> [PREGUNTA 1]:
De acuerdo con el fragmento, ¿a qué llevará la legalización de la ayuda médica al suicidio?
> [PREGUNTA 2]:
Explica por qué, según el fragmento, la ayuda al suicidio no se puede regular.

El problema no es específico de las regulaciones holandesas o de los prejuicios sociales y situación legal de los holandeses. Como Daniel Callahan y Margot White han mostrado convincentemente en detalle, cualesquiera directrices y regulaciones que hayan sido propuestas o pudieran serlo probablemente estarían destinadas a ser igual de defectuosas e ineficaces. De hecho, la práctica de la ayuda al suicidio, como tendrá lugar en la intimidad de la relación médico-paciente, es por principio irregulable. En palabras de Callahan y White, "mantener la intimidad de la relación médico-paciente y la confidencialidad de estas deliberaciones es radicalmente incompatible con una vigilancia significativa y con la adhesión a cualquier regulación estatutaria". La legalización de la ayuda médica al suicidio llevará así, no a la regulación de su práctica, sino al descontrol de los médicos, que ahora tendrán más poder que nunca sobre la vida y la muerte de sus pacientes.
Los ciudadanos de Oregón, por un estrecho margen, han expresado recientemente su deseo de experimentar con la ayuda al suicidio, usando lo que creen —a nuestro parecer insensatamente— que son garantías seguras. Muchos otros estados han rechazado recientemente propuestas de experimentos semejantes. Si los ciudadanos de Oregón llegan a darse cuenta de que cometen una equivocación, pueden invertir el curso de los acontecimientos. Pero si el Tribunal Supremo comete una equivocación similar, su corrección será un proceso lento, incierto, e incompleto casi con seguridad. Ésta es otra razón para ser muy cauto a la hora de establecer un derecho constitucional a una práctica peligrosa apoyándose en la confianza ilógica de que las adecuadas garantías pueden reducir los peligros, sobre todo cuando hay razones poderosas para creer que tales garantías serán difíciles, si no imposibles, de proporcionar.

> [MATERIAL PROPORCIONADO]:
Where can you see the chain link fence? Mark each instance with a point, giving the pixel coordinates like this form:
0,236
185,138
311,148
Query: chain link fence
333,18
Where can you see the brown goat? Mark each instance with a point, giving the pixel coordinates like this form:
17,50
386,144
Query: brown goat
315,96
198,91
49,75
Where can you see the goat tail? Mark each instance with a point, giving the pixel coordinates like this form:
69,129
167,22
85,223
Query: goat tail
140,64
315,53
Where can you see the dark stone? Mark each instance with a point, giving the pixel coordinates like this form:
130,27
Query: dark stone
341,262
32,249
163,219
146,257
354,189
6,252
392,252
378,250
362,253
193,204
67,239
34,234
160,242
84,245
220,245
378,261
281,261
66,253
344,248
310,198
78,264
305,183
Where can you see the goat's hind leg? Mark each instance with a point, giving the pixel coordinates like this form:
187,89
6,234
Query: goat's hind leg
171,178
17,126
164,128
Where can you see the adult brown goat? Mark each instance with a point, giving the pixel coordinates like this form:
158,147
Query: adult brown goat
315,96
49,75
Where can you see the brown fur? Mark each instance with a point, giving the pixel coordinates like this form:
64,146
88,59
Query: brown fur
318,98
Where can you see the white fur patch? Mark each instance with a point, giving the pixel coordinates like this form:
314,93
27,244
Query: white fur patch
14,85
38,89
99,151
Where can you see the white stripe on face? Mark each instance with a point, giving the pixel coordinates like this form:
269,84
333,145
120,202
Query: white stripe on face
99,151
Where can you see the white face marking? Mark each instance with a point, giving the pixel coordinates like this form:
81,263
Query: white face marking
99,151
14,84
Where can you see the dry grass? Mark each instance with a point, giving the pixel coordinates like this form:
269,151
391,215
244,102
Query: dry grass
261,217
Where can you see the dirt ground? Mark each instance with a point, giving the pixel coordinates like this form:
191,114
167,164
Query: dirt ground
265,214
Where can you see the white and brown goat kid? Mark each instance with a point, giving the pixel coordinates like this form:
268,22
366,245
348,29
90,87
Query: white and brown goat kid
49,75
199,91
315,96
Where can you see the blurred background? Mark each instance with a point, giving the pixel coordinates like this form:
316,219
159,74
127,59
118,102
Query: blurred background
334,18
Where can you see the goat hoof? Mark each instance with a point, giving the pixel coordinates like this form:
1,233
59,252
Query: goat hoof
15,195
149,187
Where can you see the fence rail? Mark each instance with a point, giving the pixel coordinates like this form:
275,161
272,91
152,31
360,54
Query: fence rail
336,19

> [RESPUESTA 1]:
No llevará a regular su práctica, sino al descontrol de los médicos, que tendrán más poder que nunca sobre la vida y la muerte de sus pacientes.

> [RESPUESTA 2]:
Esta práctica ocurre en la intimidad de la relación médico-paciente. Según Callahan y White, mantener esa intimidad y la confidencialidad de las deliberaciones es totalmente incompatible con una vigilancia real y con el cumplimiento de cualquier regulación legal.